- Activity list -
1. What was the only sector of the Australian share market with a positive return for the month, according to the September 2020 market review?
2. Does each statement below agree with the September 2020 market review? Please answer yes or no for each, and quote the words of the review that decide it. (a) The Australian bond market returned 1.1% in September. (b) The NYSE FANG+ index fell 6.9% over the month. (c) Unemployment in the UK rose above 4% for the first time since 2018.
3. Carry the September 2020 market review on from the point where it ends.

- Text excerpt -
..........
Market Review

September 2020

International share markets had negative returns in September for the first time since the sell-off in February and March. In local currency terms international markets declined 2.9%, but a fall in the Australian dollar caused an overall decline of 0.3% for Australian investors in unhedged terms. US tech companies were notably weaker, but so too were energy stocks due to oil price weakness. Chinese markets underperformed but remain significantly higher than a few months ago. The Australian share market was 3.7% weaker, with Healthcare the only sector to post a positive return for the month. Bond markets benefited from the move away from risk assets with the Australian bond market returning a solid 1.1%.

Markets decline globally with the impacts of Covid-19 continuing to take effect

A meaningful pullback in global share markets occurred in early September mostly due to falls in US tech firms after months of strong performance. This was perhaps more a reflection of investors locking in profits over the past 6 months rather than any issues with the underlying fundamentals of the companies. The US share market (S&P 500 Index) dropped by 6.9% over the course of four days, while the major US tech companies (e.g. Facebook, Apple, Netflix) dropped by roughly double this amount over the same time period. The NYSE FANG+ index (the index used for US tech companies) fell 13.6% over the month, but over the longer term these tech companies have significantly outperformed the wider US stock market, as shown in the chart below.

Other than the equity market pullback, notable developments on the policy front as well as the upcoming US presidential election attracted plenty of attention.

Firstly, following news in August that the US Federal Reserve will be adopting an arguably more flexible approach to inflation targeting going forward, the latest data showed that a number of committee members believed that the key short term interest rate will stay near zero until 2023. Such an expectation by key decision makers reinforces that the historically low interest rate environment we are in will likely remain for years to come.

The UK central bank on the other hand seems to be carefully considering the adoption of negative interest rates (as opposed to the current near-zero rates) as it fights persistently low inflation. Unemployment in the UK rose above 4% for the first time since 2018 and is expected to continue to rise as the spread of Covid-19 continues.
..........
- Given data -

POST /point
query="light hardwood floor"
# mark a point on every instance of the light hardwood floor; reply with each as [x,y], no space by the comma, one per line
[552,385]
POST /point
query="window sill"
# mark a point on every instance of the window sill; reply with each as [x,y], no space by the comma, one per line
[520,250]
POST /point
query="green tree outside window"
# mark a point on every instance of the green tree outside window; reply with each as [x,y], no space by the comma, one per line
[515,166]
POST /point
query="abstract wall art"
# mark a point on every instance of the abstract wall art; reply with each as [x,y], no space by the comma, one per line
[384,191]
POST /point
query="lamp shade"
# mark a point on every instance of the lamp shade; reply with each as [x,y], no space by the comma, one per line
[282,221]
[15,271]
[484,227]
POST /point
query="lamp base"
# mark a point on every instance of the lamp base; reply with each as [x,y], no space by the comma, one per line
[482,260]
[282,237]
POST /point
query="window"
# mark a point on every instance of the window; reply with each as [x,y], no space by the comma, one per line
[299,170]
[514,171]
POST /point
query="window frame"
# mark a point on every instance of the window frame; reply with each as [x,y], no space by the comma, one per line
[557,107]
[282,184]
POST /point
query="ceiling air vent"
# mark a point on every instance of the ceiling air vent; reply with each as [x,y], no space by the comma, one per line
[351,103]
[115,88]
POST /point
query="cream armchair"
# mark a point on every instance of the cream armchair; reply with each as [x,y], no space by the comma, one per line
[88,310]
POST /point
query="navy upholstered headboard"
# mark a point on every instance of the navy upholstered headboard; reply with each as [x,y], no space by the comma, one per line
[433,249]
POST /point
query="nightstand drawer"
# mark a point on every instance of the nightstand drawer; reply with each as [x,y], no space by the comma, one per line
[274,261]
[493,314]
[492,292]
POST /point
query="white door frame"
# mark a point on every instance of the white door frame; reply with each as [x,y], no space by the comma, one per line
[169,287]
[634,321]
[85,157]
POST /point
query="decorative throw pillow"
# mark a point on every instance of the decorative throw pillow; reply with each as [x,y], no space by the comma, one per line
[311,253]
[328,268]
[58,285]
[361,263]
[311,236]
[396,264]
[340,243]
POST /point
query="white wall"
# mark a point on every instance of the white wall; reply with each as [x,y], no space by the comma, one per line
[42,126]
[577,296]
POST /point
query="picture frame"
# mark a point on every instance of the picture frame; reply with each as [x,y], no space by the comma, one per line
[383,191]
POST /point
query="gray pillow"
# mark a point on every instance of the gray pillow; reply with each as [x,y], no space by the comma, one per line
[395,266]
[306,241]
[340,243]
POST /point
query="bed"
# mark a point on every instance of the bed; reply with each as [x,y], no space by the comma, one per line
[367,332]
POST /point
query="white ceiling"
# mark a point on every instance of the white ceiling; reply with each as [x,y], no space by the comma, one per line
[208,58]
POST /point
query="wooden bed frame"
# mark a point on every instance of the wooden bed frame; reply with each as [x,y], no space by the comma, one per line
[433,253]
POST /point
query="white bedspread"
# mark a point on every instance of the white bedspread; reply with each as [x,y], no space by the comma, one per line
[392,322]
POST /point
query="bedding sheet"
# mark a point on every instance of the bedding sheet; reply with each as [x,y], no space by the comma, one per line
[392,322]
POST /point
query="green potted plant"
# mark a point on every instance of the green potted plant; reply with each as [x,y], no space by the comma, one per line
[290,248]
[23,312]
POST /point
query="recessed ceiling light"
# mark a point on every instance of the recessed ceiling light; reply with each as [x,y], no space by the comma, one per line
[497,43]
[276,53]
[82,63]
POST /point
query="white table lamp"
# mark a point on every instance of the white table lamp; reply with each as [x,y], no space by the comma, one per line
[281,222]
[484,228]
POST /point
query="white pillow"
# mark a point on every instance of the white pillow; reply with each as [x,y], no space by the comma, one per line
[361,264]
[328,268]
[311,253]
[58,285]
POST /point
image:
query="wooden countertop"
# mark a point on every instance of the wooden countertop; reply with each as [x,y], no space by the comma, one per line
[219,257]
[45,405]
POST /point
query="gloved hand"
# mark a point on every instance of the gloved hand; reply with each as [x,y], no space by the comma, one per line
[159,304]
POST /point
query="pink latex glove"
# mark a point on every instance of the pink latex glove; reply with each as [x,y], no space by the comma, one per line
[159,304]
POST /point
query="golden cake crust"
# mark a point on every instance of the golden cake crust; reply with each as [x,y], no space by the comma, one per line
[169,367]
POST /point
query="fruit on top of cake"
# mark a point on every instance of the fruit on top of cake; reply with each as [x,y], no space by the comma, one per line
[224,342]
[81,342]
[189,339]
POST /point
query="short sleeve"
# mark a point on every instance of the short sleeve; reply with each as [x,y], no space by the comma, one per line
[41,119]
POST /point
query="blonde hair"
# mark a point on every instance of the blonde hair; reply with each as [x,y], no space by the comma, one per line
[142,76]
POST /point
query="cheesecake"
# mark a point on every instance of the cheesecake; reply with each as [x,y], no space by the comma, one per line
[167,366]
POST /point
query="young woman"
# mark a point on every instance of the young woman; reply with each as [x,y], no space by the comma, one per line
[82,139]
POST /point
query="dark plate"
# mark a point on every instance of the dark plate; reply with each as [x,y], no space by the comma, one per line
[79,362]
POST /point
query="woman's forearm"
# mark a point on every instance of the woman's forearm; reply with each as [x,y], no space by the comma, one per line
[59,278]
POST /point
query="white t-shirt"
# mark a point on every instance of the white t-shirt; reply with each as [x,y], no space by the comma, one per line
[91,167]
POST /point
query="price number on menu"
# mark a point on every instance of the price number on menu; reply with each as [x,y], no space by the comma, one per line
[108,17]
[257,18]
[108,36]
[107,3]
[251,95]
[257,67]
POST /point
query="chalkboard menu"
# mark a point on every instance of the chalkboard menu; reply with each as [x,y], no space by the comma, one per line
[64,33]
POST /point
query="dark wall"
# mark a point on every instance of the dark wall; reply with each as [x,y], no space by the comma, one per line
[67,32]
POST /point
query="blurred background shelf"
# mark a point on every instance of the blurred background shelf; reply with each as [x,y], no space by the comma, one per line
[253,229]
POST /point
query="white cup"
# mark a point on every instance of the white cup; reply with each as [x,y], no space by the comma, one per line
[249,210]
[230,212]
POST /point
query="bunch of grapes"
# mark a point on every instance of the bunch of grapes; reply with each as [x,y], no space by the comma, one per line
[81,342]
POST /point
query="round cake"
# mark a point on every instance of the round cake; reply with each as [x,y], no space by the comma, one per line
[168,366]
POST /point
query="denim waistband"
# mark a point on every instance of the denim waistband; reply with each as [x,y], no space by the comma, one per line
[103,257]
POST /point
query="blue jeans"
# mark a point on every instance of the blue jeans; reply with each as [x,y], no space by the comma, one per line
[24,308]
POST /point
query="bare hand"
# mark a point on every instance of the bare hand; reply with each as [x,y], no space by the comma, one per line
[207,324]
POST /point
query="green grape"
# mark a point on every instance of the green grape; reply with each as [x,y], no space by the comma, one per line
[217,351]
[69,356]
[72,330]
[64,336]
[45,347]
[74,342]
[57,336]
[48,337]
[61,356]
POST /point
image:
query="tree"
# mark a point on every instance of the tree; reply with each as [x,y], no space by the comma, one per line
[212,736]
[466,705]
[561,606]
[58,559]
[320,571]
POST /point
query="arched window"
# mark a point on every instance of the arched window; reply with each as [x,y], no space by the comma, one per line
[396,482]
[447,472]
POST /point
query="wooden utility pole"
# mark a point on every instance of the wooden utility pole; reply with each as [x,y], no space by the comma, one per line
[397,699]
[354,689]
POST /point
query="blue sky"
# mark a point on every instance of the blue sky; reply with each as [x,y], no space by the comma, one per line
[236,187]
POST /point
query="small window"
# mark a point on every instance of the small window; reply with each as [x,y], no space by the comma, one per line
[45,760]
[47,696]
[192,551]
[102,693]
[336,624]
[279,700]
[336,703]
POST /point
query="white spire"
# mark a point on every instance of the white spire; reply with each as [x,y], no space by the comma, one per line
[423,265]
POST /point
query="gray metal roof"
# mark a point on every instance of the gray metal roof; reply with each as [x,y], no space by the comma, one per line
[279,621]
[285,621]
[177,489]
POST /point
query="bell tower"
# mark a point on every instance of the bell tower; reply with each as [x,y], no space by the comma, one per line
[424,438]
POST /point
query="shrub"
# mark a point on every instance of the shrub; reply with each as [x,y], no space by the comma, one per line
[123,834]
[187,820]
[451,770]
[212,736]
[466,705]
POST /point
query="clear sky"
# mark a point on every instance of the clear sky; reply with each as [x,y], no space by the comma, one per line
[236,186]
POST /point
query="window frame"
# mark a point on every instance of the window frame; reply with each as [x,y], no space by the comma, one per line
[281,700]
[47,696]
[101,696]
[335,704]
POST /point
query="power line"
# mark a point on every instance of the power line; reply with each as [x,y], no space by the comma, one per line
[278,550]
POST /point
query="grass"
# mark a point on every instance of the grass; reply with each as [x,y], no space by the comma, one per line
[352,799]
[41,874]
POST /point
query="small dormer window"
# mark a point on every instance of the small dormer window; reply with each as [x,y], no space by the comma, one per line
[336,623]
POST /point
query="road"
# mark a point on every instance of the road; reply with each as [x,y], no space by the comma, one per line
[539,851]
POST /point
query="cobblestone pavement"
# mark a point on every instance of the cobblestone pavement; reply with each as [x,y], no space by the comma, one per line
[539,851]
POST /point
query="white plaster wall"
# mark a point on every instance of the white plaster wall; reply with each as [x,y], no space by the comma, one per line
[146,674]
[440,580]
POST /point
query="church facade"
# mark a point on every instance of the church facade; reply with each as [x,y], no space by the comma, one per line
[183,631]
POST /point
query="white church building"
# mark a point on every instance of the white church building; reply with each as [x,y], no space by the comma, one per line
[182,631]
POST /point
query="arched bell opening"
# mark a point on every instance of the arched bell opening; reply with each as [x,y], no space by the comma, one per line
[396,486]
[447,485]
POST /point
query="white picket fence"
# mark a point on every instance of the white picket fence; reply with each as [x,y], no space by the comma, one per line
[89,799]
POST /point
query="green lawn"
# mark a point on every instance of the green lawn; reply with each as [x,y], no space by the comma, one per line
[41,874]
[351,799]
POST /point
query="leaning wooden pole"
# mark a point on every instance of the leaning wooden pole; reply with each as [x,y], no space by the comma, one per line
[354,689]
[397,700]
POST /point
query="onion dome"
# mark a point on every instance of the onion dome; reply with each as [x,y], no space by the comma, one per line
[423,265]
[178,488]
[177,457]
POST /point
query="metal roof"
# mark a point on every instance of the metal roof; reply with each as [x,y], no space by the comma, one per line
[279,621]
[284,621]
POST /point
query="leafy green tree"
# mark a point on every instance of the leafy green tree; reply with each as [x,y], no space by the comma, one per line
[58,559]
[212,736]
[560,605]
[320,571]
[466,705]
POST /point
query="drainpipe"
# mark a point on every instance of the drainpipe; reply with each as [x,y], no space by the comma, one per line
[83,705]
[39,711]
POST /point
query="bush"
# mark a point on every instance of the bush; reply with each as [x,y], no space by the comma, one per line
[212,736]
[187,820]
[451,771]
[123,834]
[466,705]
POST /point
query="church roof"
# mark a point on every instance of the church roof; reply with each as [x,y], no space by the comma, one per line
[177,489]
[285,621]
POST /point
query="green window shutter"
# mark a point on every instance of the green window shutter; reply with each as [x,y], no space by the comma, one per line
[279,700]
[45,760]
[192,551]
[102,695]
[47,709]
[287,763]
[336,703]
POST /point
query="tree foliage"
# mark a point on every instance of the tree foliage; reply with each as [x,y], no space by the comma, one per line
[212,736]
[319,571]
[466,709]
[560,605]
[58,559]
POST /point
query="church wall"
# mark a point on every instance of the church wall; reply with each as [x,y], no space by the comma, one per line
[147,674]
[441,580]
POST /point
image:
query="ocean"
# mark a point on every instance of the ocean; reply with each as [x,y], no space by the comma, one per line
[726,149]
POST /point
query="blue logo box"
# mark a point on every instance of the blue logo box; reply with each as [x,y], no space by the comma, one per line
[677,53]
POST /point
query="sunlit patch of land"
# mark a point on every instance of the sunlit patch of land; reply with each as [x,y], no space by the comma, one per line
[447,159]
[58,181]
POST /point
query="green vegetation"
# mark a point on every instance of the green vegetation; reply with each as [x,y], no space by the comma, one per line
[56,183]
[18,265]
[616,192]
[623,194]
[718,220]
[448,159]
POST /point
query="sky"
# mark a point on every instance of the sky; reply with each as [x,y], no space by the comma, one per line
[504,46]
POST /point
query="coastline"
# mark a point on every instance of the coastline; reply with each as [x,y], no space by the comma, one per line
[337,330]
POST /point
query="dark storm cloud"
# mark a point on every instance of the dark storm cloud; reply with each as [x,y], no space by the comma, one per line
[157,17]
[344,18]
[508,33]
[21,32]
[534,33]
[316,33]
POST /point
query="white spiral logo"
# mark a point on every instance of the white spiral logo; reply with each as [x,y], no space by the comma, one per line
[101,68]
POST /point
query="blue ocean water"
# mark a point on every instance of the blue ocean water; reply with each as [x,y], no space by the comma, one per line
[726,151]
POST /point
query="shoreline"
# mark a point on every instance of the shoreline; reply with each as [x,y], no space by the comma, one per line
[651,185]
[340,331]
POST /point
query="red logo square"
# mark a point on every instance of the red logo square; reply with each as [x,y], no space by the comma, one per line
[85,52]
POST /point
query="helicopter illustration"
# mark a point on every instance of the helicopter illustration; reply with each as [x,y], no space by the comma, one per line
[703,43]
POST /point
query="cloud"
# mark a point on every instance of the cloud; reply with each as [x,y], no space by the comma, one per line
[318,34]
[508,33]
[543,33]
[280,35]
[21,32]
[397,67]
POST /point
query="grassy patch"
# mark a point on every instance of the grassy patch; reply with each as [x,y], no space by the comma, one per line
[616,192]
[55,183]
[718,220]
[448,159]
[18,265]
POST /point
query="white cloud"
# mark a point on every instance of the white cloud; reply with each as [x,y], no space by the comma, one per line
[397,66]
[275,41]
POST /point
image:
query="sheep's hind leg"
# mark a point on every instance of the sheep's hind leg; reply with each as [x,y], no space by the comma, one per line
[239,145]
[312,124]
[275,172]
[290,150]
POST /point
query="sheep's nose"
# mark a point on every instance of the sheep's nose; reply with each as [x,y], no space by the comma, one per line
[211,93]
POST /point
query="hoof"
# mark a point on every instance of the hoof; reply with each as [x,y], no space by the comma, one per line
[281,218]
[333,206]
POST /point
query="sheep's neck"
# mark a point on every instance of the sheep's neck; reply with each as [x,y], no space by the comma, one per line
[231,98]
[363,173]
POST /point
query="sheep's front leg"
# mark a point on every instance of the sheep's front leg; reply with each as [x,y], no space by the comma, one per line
..........
- Results of the tasks -
1. Healthcare

2.
(a) Yes: "the Australian bond market returning a solid 1.1%"
(b) No: "The NYSE FANG+ index (the index used for US tech companies) fell 13.6% over the month"
(c) Yes: "Unemployment in the UK rose above 4% for the first time since 2018"

3.
In the US, with the passing of the first of three presidential debates, interest in the election continues to rise. In the meantime, investors are still waiting for the current government process to allow a further stimulus package through, but so far the political negotiations have not reached an agreement on the size of the stimulus. Agreement is essential to provide relief to those unemployed or temporarily laid-off due to the lockdowns. Share markets are likely to receive a boost should a deal be agreed before the election, but even without such a package the US economy continues to show signs of improvement. For example, consumer sentiment improved again in September (although it is still well below its February high) and the manufacturing sector has continued to expand after the sharp contraction caused by the various shutdowns earlier in the year.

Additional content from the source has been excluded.